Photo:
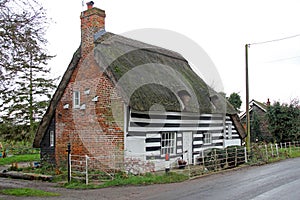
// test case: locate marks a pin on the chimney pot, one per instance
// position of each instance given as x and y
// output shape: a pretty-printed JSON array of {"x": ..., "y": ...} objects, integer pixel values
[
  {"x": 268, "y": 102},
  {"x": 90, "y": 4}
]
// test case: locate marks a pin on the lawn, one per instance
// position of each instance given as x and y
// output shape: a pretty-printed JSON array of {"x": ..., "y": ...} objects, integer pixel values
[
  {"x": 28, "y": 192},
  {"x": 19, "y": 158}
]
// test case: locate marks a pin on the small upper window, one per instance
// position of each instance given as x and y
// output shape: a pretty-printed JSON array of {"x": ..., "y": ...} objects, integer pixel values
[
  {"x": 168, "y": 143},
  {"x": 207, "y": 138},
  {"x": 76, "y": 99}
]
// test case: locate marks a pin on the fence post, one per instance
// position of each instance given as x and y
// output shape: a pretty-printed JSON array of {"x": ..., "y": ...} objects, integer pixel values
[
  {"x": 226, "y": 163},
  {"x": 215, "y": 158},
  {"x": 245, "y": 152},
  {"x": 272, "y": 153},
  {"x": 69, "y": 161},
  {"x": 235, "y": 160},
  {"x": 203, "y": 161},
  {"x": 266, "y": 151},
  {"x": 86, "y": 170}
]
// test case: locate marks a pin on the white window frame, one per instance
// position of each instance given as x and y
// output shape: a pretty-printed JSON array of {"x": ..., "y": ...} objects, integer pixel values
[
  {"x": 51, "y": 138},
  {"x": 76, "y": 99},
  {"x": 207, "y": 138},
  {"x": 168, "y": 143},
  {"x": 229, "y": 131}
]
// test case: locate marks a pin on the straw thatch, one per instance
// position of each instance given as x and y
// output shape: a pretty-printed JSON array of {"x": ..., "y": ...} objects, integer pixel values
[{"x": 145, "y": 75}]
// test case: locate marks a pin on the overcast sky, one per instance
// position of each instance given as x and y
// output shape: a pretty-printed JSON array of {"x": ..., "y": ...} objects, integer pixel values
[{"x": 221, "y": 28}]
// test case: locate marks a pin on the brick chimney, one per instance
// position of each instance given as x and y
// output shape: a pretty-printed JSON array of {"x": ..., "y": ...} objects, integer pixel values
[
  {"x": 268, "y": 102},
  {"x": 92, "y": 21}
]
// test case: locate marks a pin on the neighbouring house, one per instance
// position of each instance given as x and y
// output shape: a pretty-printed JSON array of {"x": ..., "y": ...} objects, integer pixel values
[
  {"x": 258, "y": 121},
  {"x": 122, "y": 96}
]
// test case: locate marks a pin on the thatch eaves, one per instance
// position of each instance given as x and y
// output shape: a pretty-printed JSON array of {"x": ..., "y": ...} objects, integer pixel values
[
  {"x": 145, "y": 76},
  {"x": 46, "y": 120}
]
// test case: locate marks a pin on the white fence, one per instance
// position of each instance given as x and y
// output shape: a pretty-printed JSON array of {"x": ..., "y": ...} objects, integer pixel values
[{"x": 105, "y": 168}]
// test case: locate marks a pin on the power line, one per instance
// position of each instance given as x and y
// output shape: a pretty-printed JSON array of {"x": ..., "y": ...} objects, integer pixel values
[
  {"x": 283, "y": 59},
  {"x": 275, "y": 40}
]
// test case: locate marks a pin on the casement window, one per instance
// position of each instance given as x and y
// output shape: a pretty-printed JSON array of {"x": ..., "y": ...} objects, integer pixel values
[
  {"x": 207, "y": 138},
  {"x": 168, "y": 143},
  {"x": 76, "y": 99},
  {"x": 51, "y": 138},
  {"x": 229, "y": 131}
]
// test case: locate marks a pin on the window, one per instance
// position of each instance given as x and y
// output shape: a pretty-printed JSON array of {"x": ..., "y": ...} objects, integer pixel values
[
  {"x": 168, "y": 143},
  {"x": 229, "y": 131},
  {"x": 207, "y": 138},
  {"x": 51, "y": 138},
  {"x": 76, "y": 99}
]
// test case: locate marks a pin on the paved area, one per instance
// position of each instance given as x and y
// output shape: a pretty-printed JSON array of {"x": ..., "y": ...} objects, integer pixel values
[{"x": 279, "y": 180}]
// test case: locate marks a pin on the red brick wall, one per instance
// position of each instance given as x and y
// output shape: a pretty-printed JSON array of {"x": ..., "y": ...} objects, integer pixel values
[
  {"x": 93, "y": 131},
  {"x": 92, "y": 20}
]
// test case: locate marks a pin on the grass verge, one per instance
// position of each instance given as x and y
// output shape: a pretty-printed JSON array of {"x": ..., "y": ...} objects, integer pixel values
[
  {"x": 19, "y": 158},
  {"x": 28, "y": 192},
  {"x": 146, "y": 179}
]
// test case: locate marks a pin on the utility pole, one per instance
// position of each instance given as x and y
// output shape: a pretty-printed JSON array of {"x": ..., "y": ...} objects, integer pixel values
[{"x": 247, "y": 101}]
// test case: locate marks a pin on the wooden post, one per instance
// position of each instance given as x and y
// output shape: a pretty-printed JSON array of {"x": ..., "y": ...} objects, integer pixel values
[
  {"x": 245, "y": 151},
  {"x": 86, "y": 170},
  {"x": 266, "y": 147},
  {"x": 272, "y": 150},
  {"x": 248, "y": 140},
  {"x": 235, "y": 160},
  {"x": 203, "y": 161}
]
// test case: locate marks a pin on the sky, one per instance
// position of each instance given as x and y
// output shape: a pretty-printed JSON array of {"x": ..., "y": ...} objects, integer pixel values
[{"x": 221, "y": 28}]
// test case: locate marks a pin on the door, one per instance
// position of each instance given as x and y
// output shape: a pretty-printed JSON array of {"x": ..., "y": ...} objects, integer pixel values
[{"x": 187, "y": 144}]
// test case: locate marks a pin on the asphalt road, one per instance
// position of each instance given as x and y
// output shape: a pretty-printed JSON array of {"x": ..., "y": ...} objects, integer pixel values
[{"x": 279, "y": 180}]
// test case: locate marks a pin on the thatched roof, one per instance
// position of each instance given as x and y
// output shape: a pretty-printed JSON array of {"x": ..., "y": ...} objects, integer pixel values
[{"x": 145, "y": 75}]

============

Return the number of lines in the records holding the string "white", without any other words.

2